→ **Goal of the exercise**
In your answer, print each of the records below exactly.

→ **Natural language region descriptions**

╔══

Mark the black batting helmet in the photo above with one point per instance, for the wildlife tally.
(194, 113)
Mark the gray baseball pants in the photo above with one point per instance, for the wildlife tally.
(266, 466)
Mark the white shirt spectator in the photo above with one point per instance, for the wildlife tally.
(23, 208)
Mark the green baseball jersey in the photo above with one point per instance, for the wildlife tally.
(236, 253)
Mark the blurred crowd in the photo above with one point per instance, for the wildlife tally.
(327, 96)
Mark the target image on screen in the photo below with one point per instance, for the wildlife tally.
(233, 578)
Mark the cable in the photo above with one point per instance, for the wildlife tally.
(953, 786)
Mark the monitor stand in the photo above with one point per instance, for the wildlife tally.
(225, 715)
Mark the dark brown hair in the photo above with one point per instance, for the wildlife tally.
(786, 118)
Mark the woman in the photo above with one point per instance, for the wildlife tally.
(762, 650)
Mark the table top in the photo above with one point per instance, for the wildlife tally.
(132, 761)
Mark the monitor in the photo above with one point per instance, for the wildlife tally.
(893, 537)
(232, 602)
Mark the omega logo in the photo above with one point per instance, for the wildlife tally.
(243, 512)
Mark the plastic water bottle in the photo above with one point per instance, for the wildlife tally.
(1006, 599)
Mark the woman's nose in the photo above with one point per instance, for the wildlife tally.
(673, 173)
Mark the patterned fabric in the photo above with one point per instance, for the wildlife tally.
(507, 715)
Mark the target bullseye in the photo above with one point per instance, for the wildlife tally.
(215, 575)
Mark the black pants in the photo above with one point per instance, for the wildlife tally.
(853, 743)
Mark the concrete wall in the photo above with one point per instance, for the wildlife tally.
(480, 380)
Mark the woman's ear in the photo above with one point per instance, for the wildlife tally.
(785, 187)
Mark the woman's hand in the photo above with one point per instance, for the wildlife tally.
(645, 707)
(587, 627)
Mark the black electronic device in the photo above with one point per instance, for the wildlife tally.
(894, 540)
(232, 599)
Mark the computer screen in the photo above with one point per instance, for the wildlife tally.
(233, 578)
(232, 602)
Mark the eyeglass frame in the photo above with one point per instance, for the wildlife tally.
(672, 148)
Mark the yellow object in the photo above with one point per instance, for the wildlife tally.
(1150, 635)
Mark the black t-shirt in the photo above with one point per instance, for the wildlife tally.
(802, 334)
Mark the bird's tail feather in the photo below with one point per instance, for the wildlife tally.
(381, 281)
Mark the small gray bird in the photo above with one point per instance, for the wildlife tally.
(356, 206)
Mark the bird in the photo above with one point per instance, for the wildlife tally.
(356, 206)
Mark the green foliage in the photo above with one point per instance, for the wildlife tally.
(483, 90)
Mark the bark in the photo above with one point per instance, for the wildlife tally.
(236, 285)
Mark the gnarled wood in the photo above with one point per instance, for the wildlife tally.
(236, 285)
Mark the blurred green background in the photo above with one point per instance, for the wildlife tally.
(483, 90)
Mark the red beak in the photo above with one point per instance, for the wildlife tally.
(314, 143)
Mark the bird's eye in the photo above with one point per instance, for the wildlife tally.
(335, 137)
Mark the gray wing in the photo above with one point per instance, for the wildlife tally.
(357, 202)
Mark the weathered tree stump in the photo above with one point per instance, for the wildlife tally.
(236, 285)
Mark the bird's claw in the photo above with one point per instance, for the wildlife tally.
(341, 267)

╚══

→ **Output of the exercise**
Mark the black batting helmet in the photo above with one point per instance, for the wildlife tally.
(194, 113)
Mark the gray baseball pants in the photo above with one point per instance, for the wildlife tally.
(266, 466)
Mark the white shirt spectator in the photo above with one point per instance, for the wildlife tally.
(23, 208)
Mark the green baseball jersey in the photo above with one point per instance, for the wildlife tally.
(236, 253)
Mark the blurred crowd in the photo above with one point per instance, for the wildlife tally.
(327, 96)
Mark the target image on screen in the photo below with one point per instance, for the wildlife tally.
(233, 578)
Mark the cable in the photo above with one point per instance, for the wildlife tally.
(953, 786)
Mark the monitor stand in the photo above with one point per instance, for the wildlife tally.
(225, 715)
Mark the dark brown hair in the photo above with one point per instance, for the wildlife tally.
(786, 118)
Mark the woman in the photo above with one point per instance, for the wildlife tally.
(762, 650)
Mark the table top in the photo above with one point per instance, for the wildlife tally.
(132, 761)
Mark the monitor in the photo above with one point per instance, for the wildlife tally.
(893, 537)
(232, 602)
Mark the omega logo in the photo above with one point per instance, for the wildlife tally.
(243, 512)
Mark the plastic water bottle in the photo above with one point per instance, for the wildlife tally.
(1006, 599)
Mark the woman's nose in the photo above with one point per instance, for the wildlife tally.
(673, 173)
Mark the patterned fabric in the photo above with one point per instance, for the wildlife tally.
(507, 715)
Mark the target bullseye in the photo above with one point per instance, for the wildlife tally.
(215, 575)
Mark the black pants in the photo above with one point per instance, for the wildlife tally.
(853, 743)
Mark the concrete wall in the photo above with one point per instance, for the wildlife tally.
(480, 380)
Mark the woman's ear in the photo above with one point per instance, for the wildlife tally.
(785, 187)
Mark the woman's hand in the photo above with one point per instance, for the wildlife tally.
(645, 707)
(587, 627)
Mark the black electronic device in the photo above with one point per instance, for the wildlife tally.
(894, 540)
(232, 599)
Mark the computer screen in the photo above with one point per instance, for the wildlife tally.
(233, 578)
(232, 602)
Mark the eyeglass frame in the photo above with one point per instance, for the wildlife tally.
(672, 148)
Mark the yellow object in the photo above with one point per instance, for the wildlife tally.
(1150, 635)
Mark the black t-shirt in the photo above with one point per instance, for the wildlife tally.
(802, 334)
Mark the bird's tail feather in the photo below with one point per instance, for the wildlife tally.
(381, 281)
Mark the small gray bird in the photo above with one point per instance, for the wildlife tally.
(356, 206)
Mark the bird in the photo above with one point per instance, for the wildlife tally.
(356, 206)
Mark the green foliage in the photo above with one point per instance, for the wildlife tally.
(483, 90)
Mark the bark in the photo above with one point per instance, for the wildlife tally.
(236, 285)
Mark the gnarled wood in the photo above with one point per instance, for the wildlife tally.
(236, 285)
Mark the blurred green background in the photo above with one point per instance, for the wildlife tally.
(483, 90)
Mark the red beak in the photo above with one point per instance, for the wildlife tally.
(314, 143)
Mark the bird's eye in the photo above with one point per instance, for the wildlife tally.
(335, 137)
Mark the gray wing in the photo above with one point per instance, for the wildlife tally.
(357, 202)
Mark the weathered tree stump in the photo above with one point per instance, for the wildlife tally.
(236, 285)
Mark the bird's claw in the photo above with one point per instance, for the wildlife tally.
(341, 267)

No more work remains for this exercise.